Work instruction
Can you write out each of the following rows again, word for word and in the same order?

===== Input

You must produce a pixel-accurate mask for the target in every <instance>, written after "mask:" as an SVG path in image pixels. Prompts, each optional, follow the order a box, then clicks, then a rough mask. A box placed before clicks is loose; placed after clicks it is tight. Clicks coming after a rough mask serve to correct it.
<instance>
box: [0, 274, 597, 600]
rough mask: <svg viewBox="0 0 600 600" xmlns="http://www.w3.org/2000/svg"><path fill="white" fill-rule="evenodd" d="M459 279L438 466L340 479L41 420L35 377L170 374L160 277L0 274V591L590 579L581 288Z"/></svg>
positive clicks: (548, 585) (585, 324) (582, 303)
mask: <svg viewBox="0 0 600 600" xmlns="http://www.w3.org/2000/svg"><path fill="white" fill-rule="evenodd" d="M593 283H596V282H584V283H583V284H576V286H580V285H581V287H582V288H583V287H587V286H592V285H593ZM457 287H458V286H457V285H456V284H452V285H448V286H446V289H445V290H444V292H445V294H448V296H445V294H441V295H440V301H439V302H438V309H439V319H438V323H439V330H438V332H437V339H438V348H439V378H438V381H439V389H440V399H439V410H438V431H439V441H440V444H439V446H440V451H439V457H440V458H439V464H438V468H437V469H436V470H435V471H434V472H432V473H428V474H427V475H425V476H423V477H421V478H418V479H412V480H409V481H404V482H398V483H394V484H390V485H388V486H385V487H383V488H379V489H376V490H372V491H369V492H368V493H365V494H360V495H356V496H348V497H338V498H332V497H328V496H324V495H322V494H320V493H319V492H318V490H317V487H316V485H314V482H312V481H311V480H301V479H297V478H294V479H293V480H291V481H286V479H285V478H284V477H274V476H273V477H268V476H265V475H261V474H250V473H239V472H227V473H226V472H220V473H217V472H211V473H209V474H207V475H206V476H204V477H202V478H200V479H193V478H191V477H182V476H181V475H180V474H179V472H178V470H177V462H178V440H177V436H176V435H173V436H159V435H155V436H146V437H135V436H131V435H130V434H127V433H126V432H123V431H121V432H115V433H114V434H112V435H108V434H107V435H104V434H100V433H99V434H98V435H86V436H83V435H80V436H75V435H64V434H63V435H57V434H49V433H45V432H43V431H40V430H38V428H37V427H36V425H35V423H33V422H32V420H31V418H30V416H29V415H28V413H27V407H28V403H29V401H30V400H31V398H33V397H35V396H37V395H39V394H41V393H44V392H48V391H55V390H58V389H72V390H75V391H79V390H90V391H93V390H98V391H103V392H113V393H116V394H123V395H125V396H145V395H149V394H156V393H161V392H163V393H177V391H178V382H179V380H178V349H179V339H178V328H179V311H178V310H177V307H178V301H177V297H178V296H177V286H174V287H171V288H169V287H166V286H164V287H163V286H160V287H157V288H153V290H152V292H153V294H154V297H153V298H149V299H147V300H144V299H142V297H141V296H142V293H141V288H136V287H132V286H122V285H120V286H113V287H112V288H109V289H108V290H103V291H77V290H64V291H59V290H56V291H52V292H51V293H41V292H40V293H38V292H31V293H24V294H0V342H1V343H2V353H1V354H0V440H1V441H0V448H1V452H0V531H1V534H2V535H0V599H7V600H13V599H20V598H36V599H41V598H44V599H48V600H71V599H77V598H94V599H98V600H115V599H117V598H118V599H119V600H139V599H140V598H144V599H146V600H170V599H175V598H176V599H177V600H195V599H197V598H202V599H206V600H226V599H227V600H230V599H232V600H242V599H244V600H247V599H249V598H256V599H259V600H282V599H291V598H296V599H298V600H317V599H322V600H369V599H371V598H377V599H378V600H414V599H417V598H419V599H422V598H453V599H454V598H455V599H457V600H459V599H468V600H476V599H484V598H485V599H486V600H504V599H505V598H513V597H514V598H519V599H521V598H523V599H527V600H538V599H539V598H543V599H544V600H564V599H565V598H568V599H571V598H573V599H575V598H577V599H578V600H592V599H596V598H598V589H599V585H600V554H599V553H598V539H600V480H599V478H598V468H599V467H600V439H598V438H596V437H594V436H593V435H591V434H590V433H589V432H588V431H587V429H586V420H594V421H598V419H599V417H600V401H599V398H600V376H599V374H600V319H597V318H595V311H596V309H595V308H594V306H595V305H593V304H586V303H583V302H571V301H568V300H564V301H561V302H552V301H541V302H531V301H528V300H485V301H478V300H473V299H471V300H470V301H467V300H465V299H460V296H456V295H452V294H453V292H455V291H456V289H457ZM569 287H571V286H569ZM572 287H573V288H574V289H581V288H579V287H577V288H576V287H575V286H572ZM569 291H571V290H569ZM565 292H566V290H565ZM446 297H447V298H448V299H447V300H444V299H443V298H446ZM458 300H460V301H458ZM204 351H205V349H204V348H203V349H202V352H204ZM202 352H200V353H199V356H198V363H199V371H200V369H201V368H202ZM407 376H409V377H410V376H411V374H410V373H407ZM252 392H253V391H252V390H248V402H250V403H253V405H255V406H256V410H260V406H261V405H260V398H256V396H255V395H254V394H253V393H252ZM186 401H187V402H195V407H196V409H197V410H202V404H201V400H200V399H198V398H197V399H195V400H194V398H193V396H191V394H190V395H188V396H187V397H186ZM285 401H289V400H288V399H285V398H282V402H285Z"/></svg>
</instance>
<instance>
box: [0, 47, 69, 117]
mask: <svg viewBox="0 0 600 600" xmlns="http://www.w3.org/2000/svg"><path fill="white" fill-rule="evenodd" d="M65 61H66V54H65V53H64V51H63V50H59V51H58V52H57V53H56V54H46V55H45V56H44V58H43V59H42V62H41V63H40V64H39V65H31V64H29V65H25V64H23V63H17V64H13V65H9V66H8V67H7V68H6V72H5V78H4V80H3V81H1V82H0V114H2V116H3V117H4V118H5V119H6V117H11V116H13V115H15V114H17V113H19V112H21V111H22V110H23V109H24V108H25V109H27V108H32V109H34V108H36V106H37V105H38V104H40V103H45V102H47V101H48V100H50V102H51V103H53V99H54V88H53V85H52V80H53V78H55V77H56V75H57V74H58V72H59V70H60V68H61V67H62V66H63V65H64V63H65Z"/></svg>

==========

Result of the exercise
You must produce a pixel-accurate mask for the target in every <instance>, written after "mask:" as an SVG path in image pixels. Prompts, each optional, follow the order a box, then clicks, then a rough mask. A box placed before clicks is loose; placed after clicks it is tight. Clicks coming after a rough mask serve to correct it.
<instance>
box: [0, 274, 597, 600]
rough mask: <svg viewBox="0 0 600 600" xmlns="http://www.w3.org/2000/svg"><path fill="white" fill-rule="evenodd" d="M459 279L438 466L340 479L41 420L35 377L170 374L160 277L0 274V591L590 579L581 288Z"/></svg>
positive clicks: (548, 585) (585, 324) (582, 303)
mask: <svg viewBox="0 0 600 600" xmlns="http://www.w3.org/2000/svg"><path fill="white" fill-rule="evenodd" d="M593 283H596V282H584V283H583V284H576V286H580V285H581V287H582V288H583V287H587V286H592V285H593ZM457 287H458V286H457V285H456V284H452V285H448V286H446V289H445V290H444V292H445V294H448V296H445V294H441V295H440V301H439V302H438V309H439V319H438V323H439V330H438V332H437V339H438V348H439V378H438V381H439V389H440V399H439V410H438V431H439V441H440V444H439V446H440V451H439V457H440V458H439V464H438V468H437V469H436V470H435V471H434V472H432V473H428V474H427V475H425V476H423V477H421V478H418V479H412V480H409V481H404V482H398V483H394V484H390V485H388V486H385V487H383V488H379V489H376V490H372V491H369V492H368V493H365V494H360V495H356V496H348V497H338V498H332V497H328V496H324V495H322V494H320V493H319V492H318V490H317V487H316V485H314V482H312V481H311V480H301V479H297V478H294V479H293V480H291V481H286V479H285V478H284V477H274V476H273V477H268V476H265V475H261V474H250V473H239V472H227V473H226V472H220V473H217V472H211V473H209V474H207V475H206V476H204V477H202V478H200V479H193V478H191V477H182V476H181V475H180V474H179V472H178V470H177V462H178V440H177V436H176V435H173V436H159V435H155V436H146V437H135V436H131V435H130V434H127V433H126V432H123V431H121V432H115V433H114V434H112V435H108V434H107V435H104V434H100V433H99V434H98V435H86V436H83V435H80V436H75V435H64V434H63V435H57V434H49V433H45V432H43V431H40V430H38V428H37V427H36V425H35V423H33V422H32V420H31V418H30V416H29V415H28V413H27V407H28V403H29V401H30V400H31V398H33V397H35V396H37V395H39V394H41V393H44V392H48V391H55V390H58V389H72V390H75V391H79V390H90V391H93V390H98V391H103V392H113V393H116V394H123V395H125V396H145V395H149V394H156V393H161V392H163V393H177V391H178V382H179V380H178V349H179V339H178V328H179V311H178V310H177V307H178V301H177V297H178V296H177V286H174V287H171V288H169V287H166V286H164V287H163V286H160V287H157V288H153V290H152V292H153V294H154V297H153V298H149V299H147V300H144V299H142V297H141V296H142V293H141V288H136V287H132V286H122V285H120V286H113V287H112V288H109V289H108V290H103V291H77V290H64V291H59V290H56V291H52V292H51V293H41V292H40V293H38V292H31V293H24V294H0V342H1V343H2V353H1V354H0V440H1V441H0V448H1V452H0V531H1V534H2V535H0V599H7V600H13V599H20V598H36V599H41V598H44V599H48V600H71V599H77V598H94V599H98V600H115V599H117V598H118V599H119V600H139V599H140V598H144V599H146V600H170V599H175V598H176V599H177V600H195V599H197V598H202V599H206V600H226V599H227V600H230V599H232V600H242V599H244V600H247V599H249V598H256V599H259V600H282V599H291V598H296V599H298V600H317V599H322V600H369V599H371V598H377V599H378V600H414V599H417V598H419V599H422V598H453V599H454V598H455V599H457V600H459V599H468V600H476V599H484V598H485V599H486V600H504V599H505V598H513V597H514V598H519V599H521V598H523V599H527V600H538V599H539V598H543V599H544V600H564V599H565V598H568V599H571V598H573V599H575V598H577V599H578V600H592V599H596V598H598V589H599V585H600V554H599V553H598V539H600V480H599V478H598V468H599V467H600V439H598V438H596V437H594V436H593V435H591V434H590V433H589V432H588V431H587V429H586V420H594V421H598V419H599V417H600V401H599V398H600V376H599V374H600V319H597V318H595V311H596V309H595V308H594V306H595V305H593V304H586V303H583V302H571V301H568V300H564V301H561V302H552V301H541V302H531V301H528V300H485V301H478V300H473V299H471V300H470V301H467V300H465V299H460V296H456V295H452V294H453V292H455V291H456V289H457ZM569 287H571V286H569ZM572 287H573V288H574V289H581V288H579V287H577V288H576V287H575V286H572ZM569 291H571V290H569ZM565 292H566V290H565ZM446 297H447V298H448V299H447V300H444V299H443V298H446ZM458 300H460V301H458ZM204 351H205V349H204V348H203V349H202V352H204ZM202 352H200V353H199V356H198V363H199V371H200V369H201V368H202ZM407 376H409V377H410V376H411V374H410V373H407ZM252 392H253V391H252V390H248V402H250V403H253V405H255V406H256V410H260V406H261V405H260V398H256V396H255V395H254V394H253V393H252ZM186 401H187V402H195V407H196V409H197V410H202V404H201V400H200V399H198V398H197V399H195V400H194V398H193V396H191V394H190V395H188V396H187V397H186ZM285 401H289V400H288V399H285V398H282V402H285Z"/></svg>
</instance>
<instance>
box: [0, 47, 69, 117]
mask: <svg viewBox="0 0 600 600" xmlns="http://www.w3.org/2000/svg"><path fill="white" fill-rule="evenodd" d="M65 61H66V54H65V53H64V51H63V50H59V51H58V52H57V53H56V54H46V55H45V56H44V58H43V59H42V62H41V63H40V64H39V65H31V64H29V65H25V64H23V63H17V64H13V65H9V66H8V67H7V68H6V72H5V78H4V80H3V81H1V82H0V114H2V116H3V117H4V118H5V119H6V117H11V116H13V115H15V114H17V113H19V112H21V111H22V110H23V109H24V108H25V109H27V108H32V109H34V108H36V106H37V105H38V104H40V103H45V102H47V101H48V100H50V102H51V103H53V99H54V88H53V85H52V80H53V78H55V77H56V75H57V74H58V72H59V70H60V68H61V67H62V66H63V65H64V63H65Z"/></svg>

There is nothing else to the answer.